* **TASK DETAILS**: Your answer must be an exact copy of the records, with no pictures included.

* **INFORMATION PROVIDED**:
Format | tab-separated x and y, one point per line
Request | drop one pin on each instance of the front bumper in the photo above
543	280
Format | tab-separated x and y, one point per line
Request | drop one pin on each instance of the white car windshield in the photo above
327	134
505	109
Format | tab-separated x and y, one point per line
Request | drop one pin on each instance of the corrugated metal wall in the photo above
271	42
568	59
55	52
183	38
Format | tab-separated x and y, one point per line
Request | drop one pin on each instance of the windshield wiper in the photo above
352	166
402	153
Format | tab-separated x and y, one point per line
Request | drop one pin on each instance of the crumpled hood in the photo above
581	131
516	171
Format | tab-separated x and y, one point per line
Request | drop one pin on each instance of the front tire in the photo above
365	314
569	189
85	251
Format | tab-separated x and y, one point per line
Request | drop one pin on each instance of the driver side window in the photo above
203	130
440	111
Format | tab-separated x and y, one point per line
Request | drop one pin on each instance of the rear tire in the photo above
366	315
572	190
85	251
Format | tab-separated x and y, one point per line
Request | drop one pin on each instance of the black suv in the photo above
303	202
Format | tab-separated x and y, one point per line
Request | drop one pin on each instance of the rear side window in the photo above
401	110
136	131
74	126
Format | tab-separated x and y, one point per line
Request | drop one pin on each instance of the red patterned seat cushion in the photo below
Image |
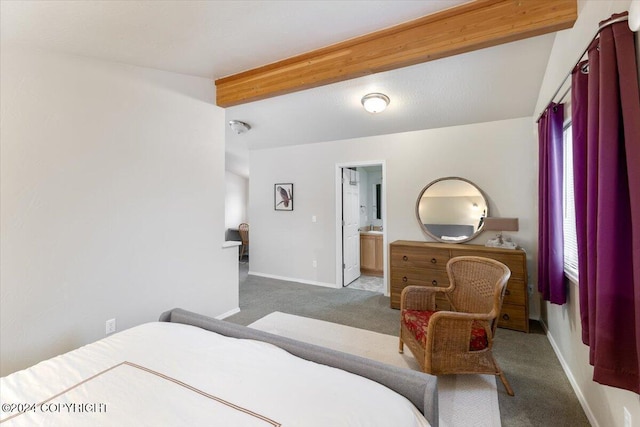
418	320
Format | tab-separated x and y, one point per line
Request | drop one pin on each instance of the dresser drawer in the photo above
515	260
418	276
513	317
419	257
516	293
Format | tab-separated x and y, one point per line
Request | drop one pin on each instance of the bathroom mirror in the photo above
452	210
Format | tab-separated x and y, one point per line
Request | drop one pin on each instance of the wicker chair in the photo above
243	229
458	341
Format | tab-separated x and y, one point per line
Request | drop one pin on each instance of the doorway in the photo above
360	210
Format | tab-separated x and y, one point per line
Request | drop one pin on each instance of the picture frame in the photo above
283	196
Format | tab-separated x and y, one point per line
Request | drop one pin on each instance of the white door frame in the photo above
338	226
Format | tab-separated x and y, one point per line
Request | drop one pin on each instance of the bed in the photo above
188	369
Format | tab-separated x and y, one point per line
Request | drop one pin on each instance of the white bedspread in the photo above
167	374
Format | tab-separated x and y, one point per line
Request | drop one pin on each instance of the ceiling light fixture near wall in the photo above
375	102
239	127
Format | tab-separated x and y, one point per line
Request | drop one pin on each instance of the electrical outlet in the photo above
627	417
110	326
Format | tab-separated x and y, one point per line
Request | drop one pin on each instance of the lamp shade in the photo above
501	224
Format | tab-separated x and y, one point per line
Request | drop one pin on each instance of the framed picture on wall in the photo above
283	197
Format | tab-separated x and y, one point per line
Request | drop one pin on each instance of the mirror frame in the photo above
438	238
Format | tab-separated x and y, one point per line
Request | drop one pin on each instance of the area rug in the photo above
463	400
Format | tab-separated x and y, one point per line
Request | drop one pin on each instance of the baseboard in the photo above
290	279
574	384
228	313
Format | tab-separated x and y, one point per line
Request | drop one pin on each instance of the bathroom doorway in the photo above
369	212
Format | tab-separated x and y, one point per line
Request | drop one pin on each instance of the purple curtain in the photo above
606	138
550	235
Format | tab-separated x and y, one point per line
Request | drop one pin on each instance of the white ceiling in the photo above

* **RESPONSE TO THIS EXERCISE**:
Format | tab-separated x and y, one point per line
Request | drop one pin on each instance of the front bumper in the photo above
543	280
Format | tab-separated x and y, one point per line
Request | drop one pin on each instance of the white car windshield in the photo above
327	134
505	109
Format | tab-separated x and y, one point per line
Request | drop one pin on each instance of the corrugated metal wall in the photo above
271	42
568	59
55	52
183	38
Format | tab-separated x and y, one point per line
Request | drop one pin on each instance of the windshield wiper in the photo above
352	166
402	153
Format | tab-separated x and y, one point per line
Request | drop one pin on each instance of the crumpled hood in the photo above
581	131
516	171
Format | tab-separated x and y, one point per line
Request | drop one pin on each instance of the front tire in the photo above
365	314
569	189
85	251
Format | tab-separated x and y, one point per line
Request | drop one pin on each instance of the driver side window in the photo above
203	130
440	111
Format | tab-separated x and y, one point per line
Request | drop one pin on each instance of the rear tire in the photo above
366	315
572	190
85	251
Format | tab-separated x and y, one point per line
Request | drop one pin on each instance of the black suv in the photo above
303	202
Format | tab-separated x and y, one point per line
Request | drop one pin on each instance of the rear side window in the photo above
401	110
136	131
74	126
Format | tab-separated x and y, one point per line
Request | drop one pin on each instance of the red patterned seat cushion in the photo below
Image |
418	320
Format | tab-separated x and y, one point per line
Request | drop one pin on each instance of the dresser drawer in the photo above
515	260
418	276
513	317
419	257
516	293
Format | tab-separated x and y, one point per line
Request | drop one pin on each instance of the bathroom mirror in the photo above
452	210
Format | tab-separated x and y, one point per line
Request | drop one pin on each instance of the wicker chair in the photo above
243	229
458	341
Format | tab-separated x and y, one point per line
Request | drop one pin on each instance of the doorway in the photo above
360	210
Format | tab-separated x and y, one point per line
Request | drop one pin on each instance of the picture frame in the photo above
283	196
Format | tab-separated x and y, one point per line
Request | drop one pin on each instance of the white door frame in the photo above
338	226
Format | tab-separated x and y, one point per line
Request | drop one pin on each instance of the bed in the photo above
188	369
Format | tab-separated x and y, one point per line
Request | drop one pin on each instance of the white bedspread in the photo above
167	374
Format | tab-separated x and y, one point per line
Request | drop one pin on each instance of the ceiling light fixture near wall in the photo above
375	102
239	127
Format | tab-separated x and y, one point per line
Request | drop one pin on each instance of the electrical outlet in the photo above
627	417
110	326
Format | tab-separated x and y, one point per line
Request | drop one pin on each instance of the lamp shade in the photo above
501	224
Format | tab-separated x and y, one point per line
Request | drop one pin on each instance of the framed picture on wall in the photo above
283	197
Format | tab-separated x and y, one point per line
Request | drop one pin on each instance of the mirror frame in the photo above
438	238
Format | tab-separated x and y, one point per line
Request | drop one pin on each instance of the area rug in the photo above
463	400
Format | tab-separated x and y, one point per line
Request | drop one pin on each instance of the baseboard in the photo above
290	279
574	384
228	313
Format | tab-separated x and y, one point per line
Request | drop one pin on each instance of the bathroom doorway in the photo above
369	212
Format | tab-separated x and y, one point per line
Request | drop one pin on each instance of the purple curtain in the photo above
606	138
550	235
Format | tab-separated x and y, one point per line
Request | drop one pin on each instance of the white ceiling in the photo above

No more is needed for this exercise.